=== Supplied information ===
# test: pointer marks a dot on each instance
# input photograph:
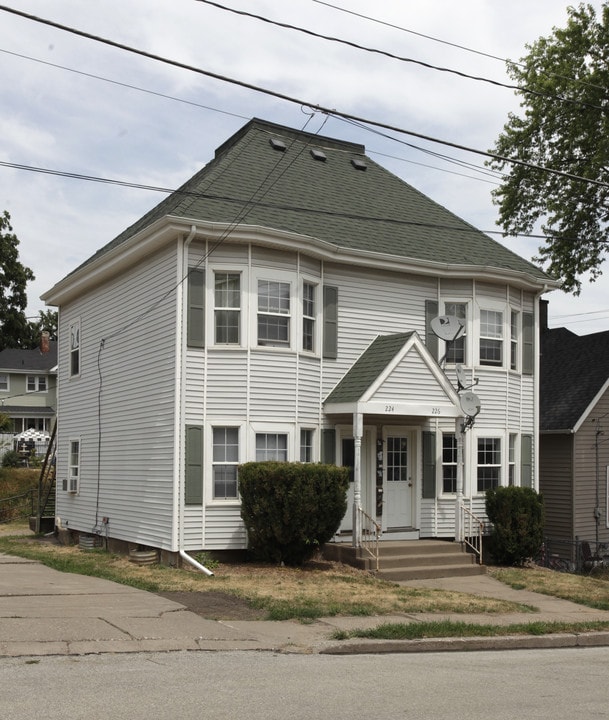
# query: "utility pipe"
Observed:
(185, 556)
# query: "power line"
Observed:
(465, 48)
(401, 58)
(299, 101)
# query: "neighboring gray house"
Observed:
(278, 306)
(574, 436)
(28, 393)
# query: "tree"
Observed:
(564, 89)
(14, 331)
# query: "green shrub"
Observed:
(517, 516)
(291, 509)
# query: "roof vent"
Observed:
(277, 144)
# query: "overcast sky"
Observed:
(75, 105)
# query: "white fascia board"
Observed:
(591, 406)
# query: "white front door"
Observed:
(398, 472)
(346, 451)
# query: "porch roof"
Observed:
===
■ **Exercise instructions**
Print each record exactly as it stands, leaving the images out.

■ **Exercise result**
# test: pointer marks a dot on each instance
# input photograph:
# query: "utility pipe"
Observed:
(185, 556)
# query: "power line"
Observed:
(465, 48)
(401, 58)
(299, 101)
# query: "neighboring gray house"
Observed:
(278, 306)
(574, 436)
(28, 393)
# query: "tree"
Observed:
(564, 89)
(14, 331)
# query: "green shrub"
Observed:
(517, 516)
(291, 509)
# query: "roof vent"
Observed:
(277, 144)
# query: "overcast sky"
Observed:
(75, 105)
# query: "white fascia board"
Observed:
(591, 406)
# query: "white front door"
Observed:
(398, 472)
(346, 451)
# query: "porch roof"
Observed:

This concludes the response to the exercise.